> [GOAL OF THE EXERCISE]
Give the number of lines below with "Each" in them, leaving out anything else.
DATA TO PROCESS START
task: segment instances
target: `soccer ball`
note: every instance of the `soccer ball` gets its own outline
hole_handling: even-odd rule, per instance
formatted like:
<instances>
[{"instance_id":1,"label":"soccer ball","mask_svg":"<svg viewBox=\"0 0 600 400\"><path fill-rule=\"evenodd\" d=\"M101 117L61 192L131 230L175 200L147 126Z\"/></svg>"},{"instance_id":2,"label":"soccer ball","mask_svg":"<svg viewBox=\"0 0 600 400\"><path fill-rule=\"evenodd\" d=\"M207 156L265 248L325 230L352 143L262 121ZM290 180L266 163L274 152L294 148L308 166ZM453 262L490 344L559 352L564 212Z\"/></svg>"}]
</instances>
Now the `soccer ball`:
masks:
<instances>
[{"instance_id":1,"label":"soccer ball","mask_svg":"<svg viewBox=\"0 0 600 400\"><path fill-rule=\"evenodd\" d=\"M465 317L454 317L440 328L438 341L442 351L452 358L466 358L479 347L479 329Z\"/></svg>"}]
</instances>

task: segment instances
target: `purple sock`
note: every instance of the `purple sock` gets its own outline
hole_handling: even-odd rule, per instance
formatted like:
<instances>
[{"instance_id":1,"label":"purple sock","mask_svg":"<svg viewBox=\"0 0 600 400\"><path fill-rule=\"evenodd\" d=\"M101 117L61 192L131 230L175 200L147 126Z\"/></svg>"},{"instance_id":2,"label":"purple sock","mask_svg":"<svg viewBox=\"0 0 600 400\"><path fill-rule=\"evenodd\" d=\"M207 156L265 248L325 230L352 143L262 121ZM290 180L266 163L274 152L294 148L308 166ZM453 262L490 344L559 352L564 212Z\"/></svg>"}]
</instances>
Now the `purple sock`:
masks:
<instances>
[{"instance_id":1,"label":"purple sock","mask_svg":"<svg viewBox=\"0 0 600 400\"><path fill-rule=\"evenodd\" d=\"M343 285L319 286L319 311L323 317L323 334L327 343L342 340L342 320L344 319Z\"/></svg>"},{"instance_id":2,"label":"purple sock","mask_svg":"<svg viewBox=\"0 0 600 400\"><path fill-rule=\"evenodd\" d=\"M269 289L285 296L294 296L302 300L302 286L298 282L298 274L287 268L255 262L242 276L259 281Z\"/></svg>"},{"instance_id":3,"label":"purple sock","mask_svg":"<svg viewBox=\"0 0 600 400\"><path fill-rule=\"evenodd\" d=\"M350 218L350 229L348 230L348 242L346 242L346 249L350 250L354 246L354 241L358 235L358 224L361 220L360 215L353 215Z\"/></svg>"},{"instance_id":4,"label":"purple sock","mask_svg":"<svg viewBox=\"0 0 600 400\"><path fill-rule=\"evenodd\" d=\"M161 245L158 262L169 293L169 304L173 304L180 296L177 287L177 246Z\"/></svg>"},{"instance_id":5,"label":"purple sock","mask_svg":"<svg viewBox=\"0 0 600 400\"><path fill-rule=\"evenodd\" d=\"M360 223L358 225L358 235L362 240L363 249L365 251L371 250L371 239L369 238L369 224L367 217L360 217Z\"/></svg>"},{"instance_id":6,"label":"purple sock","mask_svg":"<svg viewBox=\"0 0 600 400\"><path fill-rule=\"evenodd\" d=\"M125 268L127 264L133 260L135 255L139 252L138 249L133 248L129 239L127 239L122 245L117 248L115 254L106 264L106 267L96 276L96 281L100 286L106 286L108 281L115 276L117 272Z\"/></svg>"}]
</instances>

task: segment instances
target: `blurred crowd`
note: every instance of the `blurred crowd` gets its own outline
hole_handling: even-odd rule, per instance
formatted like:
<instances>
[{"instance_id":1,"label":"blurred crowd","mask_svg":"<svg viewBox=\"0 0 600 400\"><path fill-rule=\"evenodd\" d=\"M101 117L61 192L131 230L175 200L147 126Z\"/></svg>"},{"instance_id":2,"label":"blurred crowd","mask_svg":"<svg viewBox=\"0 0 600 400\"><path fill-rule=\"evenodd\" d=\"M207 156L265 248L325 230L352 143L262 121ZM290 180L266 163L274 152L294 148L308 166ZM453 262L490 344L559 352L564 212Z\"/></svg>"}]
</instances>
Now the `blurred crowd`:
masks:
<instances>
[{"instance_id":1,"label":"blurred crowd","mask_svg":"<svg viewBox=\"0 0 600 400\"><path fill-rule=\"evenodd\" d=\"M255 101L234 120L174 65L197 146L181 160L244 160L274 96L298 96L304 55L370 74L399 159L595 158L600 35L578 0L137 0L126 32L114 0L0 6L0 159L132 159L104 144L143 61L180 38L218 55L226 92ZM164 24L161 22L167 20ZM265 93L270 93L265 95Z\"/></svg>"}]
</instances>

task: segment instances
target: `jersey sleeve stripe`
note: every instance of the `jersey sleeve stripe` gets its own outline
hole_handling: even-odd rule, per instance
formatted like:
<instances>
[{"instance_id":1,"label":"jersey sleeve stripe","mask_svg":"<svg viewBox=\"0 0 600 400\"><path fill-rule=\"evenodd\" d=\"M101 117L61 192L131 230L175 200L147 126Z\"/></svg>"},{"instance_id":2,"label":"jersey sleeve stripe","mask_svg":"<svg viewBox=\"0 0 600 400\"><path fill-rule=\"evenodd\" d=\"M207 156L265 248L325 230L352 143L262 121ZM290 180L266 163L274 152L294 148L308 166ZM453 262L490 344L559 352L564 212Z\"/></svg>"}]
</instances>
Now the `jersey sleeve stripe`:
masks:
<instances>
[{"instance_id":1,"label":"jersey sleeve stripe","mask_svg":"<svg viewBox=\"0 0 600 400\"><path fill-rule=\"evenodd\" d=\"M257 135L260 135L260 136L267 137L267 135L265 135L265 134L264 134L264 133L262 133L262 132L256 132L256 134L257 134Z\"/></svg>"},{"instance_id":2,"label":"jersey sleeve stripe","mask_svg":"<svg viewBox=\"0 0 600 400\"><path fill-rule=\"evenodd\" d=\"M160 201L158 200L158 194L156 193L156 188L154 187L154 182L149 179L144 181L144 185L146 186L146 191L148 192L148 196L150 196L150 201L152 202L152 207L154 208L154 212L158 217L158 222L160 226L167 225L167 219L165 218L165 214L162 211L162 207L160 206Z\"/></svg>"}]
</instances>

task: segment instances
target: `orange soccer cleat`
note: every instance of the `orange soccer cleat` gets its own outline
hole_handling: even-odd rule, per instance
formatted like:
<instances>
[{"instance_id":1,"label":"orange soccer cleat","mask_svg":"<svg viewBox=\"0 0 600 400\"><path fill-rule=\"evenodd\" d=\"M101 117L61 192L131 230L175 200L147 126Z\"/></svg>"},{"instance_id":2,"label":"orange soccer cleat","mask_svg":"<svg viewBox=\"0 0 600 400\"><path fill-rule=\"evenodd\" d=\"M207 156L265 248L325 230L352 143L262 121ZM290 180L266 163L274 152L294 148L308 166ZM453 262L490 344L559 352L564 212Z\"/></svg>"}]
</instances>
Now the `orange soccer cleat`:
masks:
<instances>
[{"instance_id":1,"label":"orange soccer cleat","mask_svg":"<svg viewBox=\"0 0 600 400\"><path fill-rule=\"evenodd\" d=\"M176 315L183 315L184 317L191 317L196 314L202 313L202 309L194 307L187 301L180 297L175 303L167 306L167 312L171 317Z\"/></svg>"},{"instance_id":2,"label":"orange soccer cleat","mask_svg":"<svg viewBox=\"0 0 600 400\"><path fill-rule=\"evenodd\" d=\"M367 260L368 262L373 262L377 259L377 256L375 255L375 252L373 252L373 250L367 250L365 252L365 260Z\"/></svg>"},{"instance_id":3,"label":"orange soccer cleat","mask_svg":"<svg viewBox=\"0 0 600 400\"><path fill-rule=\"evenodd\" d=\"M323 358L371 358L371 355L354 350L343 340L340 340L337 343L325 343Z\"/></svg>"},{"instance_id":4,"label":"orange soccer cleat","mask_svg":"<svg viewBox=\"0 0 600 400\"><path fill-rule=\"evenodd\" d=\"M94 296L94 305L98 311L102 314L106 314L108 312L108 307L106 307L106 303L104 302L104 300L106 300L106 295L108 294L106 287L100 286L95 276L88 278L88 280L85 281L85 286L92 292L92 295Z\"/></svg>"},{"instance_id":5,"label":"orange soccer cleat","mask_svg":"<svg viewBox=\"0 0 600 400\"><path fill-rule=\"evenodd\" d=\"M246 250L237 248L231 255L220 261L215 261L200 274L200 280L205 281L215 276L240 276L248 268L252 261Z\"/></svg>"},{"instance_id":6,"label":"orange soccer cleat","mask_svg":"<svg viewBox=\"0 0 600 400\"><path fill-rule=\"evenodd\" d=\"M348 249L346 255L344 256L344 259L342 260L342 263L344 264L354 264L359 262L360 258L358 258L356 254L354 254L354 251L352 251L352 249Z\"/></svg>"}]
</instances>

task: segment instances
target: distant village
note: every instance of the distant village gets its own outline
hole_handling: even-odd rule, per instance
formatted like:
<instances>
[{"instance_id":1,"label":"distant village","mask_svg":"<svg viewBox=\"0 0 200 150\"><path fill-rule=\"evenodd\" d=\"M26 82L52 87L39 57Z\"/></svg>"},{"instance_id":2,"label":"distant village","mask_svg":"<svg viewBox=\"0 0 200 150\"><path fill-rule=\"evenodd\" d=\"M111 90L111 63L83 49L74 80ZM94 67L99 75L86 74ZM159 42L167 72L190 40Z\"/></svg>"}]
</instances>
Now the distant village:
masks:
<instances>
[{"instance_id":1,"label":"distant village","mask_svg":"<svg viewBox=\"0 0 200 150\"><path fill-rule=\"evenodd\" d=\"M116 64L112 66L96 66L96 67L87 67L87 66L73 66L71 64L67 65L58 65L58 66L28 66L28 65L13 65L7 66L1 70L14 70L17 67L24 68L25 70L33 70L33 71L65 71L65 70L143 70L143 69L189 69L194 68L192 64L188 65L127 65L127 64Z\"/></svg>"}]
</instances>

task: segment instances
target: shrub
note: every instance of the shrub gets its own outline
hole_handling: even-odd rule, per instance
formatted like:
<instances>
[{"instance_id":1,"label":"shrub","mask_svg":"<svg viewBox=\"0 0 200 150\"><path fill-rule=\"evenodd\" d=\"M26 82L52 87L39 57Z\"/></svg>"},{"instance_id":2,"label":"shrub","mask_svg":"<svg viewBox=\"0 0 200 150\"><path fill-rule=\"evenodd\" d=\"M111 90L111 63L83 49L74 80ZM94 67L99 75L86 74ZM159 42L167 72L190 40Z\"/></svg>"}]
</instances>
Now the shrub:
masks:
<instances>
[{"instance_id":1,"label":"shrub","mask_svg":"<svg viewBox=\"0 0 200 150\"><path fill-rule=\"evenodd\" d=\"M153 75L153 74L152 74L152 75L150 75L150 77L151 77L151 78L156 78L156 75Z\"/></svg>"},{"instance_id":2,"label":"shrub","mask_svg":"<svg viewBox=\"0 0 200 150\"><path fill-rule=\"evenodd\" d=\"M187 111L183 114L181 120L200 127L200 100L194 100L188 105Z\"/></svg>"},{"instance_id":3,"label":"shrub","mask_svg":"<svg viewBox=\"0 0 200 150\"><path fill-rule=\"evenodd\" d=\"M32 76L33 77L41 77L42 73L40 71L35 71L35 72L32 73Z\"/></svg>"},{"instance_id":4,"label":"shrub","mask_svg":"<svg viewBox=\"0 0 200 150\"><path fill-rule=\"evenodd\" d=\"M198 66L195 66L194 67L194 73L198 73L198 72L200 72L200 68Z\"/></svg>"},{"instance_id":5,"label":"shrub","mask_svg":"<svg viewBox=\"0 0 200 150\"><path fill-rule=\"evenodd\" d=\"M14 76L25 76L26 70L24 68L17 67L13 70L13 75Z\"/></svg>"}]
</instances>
DATA TO PROCESS END
DATA TO PROCESS START
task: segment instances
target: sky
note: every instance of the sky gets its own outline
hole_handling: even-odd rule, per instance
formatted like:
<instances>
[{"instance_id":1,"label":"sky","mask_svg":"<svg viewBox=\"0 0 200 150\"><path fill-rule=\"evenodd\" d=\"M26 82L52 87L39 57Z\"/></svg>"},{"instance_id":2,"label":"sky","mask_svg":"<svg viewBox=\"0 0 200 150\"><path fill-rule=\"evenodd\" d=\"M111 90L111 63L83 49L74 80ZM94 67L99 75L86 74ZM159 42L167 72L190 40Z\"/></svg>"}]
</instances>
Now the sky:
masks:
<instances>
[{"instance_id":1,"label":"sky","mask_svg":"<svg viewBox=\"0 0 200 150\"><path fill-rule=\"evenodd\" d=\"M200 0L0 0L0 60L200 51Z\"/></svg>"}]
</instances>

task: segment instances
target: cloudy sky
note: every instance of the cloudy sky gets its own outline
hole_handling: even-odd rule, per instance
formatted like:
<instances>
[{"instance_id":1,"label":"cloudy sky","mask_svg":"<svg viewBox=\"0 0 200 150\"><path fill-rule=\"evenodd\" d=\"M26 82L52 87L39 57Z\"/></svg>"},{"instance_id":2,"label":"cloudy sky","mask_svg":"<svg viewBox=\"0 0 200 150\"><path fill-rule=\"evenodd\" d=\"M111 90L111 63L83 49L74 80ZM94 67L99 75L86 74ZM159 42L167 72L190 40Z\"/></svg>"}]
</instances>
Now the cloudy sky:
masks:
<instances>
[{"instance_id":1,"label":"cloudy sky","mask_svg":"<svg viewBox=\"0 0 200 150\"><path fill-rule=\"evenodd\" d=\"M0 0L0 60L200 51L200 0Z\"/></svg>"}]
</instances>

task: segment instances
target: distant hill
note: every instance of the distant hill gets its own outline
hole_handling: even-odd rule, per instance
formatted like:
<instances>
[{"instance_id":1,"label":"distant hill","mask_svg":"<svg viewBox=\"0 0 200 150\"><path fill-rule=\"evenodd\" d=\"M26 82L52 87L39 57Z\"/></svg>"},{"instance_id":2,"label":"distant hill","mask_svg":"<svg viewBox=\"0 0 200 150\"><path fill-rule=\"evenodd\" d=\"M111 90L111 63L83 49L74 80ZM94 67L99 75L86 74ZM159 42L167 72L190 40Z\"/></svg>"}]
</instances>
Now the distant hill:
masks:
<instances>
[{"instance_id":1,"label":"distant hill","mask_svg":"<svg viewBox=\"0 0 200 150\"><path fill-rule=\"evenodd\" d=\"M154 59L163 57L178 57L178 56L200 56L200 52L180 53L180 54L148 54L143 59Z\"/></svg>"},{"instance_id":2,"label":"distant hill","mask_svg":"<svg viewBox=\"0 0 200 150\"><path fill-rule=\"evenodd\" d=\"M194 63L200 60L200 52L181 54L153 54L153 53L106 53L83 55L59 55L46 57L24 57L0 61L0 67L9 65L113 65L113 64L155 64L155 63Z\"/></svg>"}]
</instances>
DATA TO PROCESS END
DATA TO PROCESS START
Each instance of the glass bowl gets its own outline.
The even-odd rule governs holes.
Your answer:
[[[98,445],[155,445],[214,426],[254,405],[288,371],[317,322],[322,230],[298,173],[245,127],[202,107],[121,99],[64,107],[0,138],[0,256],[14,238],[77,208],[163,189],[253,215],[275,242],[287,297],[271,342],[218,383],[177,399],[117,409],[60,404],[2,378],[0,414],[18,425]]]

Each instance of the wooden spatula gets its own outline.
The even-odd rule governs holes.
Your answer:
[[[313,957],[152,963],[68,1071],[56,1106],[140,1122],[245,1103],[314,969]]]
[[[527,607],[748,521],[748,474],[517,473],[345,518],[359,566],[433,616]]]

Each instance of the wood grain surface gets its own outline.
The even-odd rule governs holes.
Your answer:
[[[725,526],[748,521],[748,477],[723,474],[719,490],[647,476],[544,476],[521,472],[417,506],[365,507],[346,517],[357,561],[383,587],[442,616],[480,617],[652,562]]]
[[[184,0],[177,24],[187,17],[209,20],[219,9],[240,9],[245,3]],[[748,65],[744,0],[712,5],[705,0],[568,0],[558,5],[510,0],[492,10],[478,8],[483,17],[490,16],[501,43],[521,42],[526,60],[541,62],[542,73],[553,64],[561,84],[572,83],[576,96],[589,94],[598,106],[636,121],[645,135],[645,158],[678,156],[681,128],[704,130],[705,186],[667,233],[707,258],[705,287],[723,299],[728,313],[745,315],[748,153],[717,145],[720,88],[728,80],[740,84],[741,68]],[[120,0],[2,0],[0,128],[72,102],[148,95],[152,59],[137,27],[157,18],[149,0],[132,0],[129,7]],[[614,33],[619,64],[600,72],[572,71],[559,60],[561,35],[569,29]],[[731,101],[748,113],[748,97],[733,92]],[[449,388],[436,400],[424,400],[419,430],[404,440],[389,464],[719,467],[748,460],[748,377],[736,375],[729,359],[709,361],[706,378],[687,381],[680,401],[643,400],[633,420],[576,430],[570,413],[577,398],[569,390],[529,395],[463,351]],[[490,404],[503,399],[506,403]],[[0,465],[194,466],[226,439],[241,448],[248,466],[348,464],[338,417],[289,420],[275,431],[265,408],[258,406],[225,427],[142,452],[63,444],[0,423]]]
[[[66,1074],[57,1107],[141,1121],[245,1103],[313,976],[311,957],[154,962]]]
DATA TO PROCESS END
> [TASK RESPONSE]
3